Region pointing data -

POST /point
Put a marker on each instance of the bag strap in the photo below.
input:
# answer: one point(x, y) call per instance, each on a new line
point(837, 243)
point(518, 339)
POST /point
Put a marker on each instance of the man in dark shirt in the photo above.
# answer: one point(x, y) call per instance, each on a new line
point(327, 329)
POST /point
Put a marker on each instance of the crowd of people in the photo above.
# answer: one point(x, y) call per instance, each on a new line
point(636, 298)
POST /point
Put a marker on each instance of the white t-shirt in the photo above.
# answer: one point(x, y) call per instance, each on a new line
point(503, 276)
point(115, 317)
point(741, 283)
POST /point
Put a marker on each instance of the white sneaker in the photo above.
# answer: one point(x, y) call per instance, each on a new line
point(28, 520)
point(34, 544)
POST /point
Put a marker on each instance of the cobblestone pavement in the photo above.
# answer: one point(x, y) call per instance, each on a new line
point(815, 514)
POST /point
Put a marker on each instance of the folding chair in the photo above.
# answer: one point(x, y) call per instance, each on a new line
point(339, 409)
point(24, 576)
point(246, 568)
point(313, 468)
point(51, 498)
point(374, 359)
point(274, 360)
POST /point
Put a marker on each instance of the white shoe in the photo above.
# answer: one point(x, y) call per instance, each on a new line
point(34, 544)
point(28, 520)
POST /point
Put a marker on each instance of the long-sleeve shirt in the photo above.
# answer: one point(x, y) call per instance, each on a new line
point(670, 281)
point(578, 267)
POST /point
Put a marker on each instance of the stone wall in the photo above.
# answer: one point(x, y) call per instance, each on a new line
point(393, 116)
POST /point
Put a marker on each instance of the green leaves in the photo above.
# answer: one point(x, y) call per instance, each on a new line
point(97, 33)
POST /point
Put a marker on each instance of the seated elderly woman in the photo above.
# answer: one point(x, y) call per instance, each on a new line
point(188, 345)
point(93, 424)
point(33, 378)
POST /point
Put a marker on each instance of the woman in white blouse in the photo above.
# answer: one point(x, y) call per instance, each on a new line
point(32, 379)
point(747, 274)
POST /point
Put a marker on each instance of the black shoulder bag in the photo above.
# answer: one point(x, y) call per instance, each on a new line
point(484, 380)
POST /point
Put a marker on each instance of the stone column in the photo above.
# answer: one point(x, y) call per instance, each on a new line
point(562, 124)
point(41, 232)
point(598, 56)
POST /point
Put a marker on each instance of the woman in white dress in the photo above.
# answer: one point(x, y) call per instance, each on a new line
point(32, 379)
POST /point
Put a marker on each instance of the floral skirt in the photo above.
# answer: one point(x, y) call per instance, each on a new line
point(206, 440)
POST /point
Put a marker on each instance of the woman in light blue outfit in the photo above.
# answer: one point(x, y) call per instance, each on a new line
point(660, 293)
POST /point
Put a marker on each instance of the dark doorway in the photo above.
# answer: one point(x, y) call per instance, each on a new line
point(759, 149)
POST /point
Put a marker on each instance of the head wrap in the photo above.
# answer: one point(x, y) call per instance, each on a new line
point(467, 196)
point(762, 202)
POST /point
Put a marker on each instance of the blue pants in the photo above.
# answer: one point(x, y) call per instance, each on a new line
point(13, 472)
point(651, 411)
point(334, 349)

TASK STATEMENT - Look above for the line that contains "Put a marker on each instance of the crowd". Starting there, transcribe every line exactly until you have copied the line that contains "Put a marker on each instance of the white shoe".

RESULT -
Put a marker on each instance of the crowd of people in the photo above.
# answer: one point(x, y) call per instance, each on a new line
point(636, 298)
POST /point
Put a marker on each instance of the white t-shirt in the photo above.
# answer: one point(x, y) call per instance, each on a new line
point(503, 276)
point(115, 317)
point(741, 283)
POST /point
Put a marker on each instance of the white sneaker in the photo above.
# answer: one point(x, y) call per instance, each on a new line
point(28, 520)
point(34, 544)
POST /point
Put a marker on each instance of the cobblestone pavement in the photo above.
# answer: one point(x, y) call per instance, each on a new line
point(815, 514)
POST /point
Put a marker on each instance of the folding chair in the photo above.
# answer: one point(x, y) call per instance, each on a new line
point(339, 409)
point(24, 576)
point(246, 568)
point(313, 468)
point(51, 498)
point(374, 359)
point(274, 360)
POST /point
Put a marker on each instance of the white shoe in the photo above.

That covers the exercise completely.